Records supplied Block Start

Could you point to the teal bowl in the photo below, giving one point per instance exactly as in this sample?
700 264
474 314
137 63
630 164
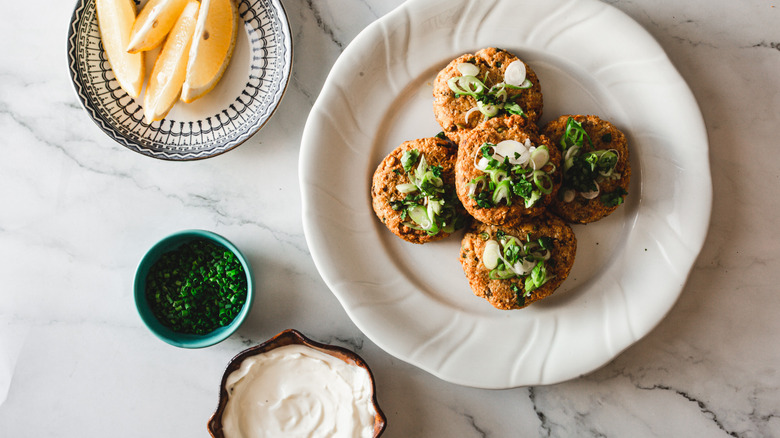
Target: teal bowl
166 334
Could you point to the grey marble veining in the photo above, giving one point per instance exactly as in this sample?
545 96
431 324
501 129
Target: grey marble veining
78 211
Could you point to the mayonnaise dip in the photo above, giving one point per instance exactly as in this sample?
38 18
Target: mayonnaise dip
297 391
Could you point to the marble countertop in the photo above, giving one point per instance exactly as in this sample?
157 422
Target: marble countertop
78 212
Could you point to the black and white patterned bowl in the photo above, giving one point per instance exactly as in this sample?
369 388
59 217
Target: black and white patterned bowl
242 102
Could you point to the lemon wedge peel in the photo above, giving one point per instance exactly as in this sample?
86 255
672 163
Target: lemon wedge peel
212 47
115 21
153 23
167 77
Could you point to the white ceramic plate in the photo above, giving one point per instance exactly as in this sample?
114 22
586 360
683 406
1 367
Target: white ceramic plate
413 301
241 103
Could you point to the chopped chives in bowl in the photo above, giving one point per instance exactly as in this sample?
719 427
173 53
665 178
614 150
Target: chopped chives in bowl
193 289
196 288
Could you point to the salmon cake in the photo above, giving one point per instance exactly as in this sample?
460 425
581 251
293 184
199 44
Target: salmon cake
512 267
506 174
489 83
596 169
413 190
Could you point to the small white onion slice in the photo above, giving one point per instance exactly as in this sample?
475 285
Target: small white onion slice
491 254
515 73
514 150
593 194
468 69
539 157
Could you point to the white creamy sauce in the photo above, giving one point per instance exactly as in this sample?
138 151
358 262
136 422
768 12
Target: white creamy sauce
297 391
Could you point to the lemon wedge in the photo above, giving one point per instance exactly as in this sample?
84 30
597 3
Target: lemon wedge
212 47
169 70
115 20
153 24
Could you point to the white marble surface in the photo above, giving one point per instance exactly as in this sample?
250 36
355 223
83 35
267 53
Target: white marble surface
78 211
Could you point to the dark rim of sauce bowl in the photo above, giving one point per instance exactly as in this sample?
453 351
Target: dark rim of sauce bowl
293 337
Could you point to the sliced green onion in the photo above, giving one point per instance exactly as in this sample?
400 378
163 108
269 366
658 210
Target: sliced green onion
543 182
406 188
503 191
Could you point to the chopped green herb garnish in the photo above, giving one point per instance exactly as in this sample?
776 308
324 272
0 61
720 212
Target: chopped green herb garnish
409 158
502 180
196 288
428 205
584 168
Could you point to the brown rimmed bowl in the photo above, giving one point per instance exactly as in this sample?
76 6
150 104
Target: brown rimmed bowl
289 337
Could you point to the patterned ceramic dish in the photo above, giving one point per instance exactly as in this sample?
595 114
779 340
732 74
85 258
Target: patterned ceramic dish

Records supplied Block End

• What this task involves
Would you reproduce the lines above exactly, without carrying over the pictures?

• The answer
Could you point to the teal bowl in the photo below, giving one point per instance exactly as in this sample?
700 264
474 314
137 63
630 164
Target: teal bowl
166 334
Could you point to the grey marble veining in the photo above, giving one point per instance exactly as in this sample?
545 96
431 324
501 129
Target: grey marble veining
78 211
Could you point to the mayonnaise dip in the photo above, giving one point per instance exactly as in this sample?
38 18
Target: mayonnaise dip
297 391
Could you point to the marble countertop in the photo above, giving one point per instance exactly as in this sample?
157 422
Target: marble countertop
78 212
Could you point to the black and white patterned bowl in the photo above, giving one point per instance exactly as in this sample?
369 388
59 217
Target: black and white patterned bowl
242 102
Could you point to the lemon wedge peel in the photo above, giving one point per instance exactly as in this sample?
86 255
672 163
Target: lemon wedge peel
212 47
115 21
153 23
167 77
Could you point to the white ceramic plate in the photo above, giving one point per instance exactly as in this sample?
114 22
586 360
683 406
1 367
Target: white ceramic plate
413 301
241 103
Could you point to the chopped chives in bowl in the photo above, giving one point per instance exactly as in this sample?
719 427
173 53
665 178
614 150
Target: chopped chives in bowl
193 289
196 288
Could you point to the salmon cake in the photo above, giving one point per instance exactly as in this sample?
460 425
581 251
293 184
199 44
Target: salmon cake
512 267
506 174
489 83
596 169
413 190
Could you point to the small white onion slice in the photo above, giving one point per instance exactly as in this sample?
475 285
Target: small white onion slice
491 254
515 73
514 150
593 194
468 69
539 157
Could you point to the white creamy sauce in the photo above, giving one point per instance exactly as in this sample?
138 151
358 262
136 422
768 12
Target: white creamy sauce
297 391
Could you point to the lemon wedge in the photo above, giving one point per instance exactly as in this sample?
84 30
597 3
Target: lemon wedge
212 47
169 70
115 20
153 24
Could you point to the white marble surface in the photo above, giving one point per instance exactly as in this sample?
250 36
355 223
83 35
267 53
Target: white marble surface
78 211
Could you point to the dark rim of sauce bowl in the photo above, giving one point per instance exactly as in this sample?
453 351
Target: dark rim of sauce bowl
293 337
Could you point to the sliced green onion in the photo above, giving one point per instance exactly as in this sample?
400 378
163 108
269 366
658 210
Target: sliced green onion
543 182
406 188
503 191
Could you point to the chopped green herb garnish in the photo above, giving one point per instance exactly as in this sample?
776 308
324 272
0 61
720 212
Target: chopped green herb garnish
409 158
502 180
196 288
428 205
584 168
Could you point to the brown rimmed bowl in the photo above, giving one point per instance exactly as in this sample?
76 6
150 104
Target: brown rimmed bowl
289 337
Could you point to the patterned ceramic dish in the photo above, giving one point per instance exactly as in this sample?
595 114
779 340
732 74
85 258
Target: patterned ceramic dish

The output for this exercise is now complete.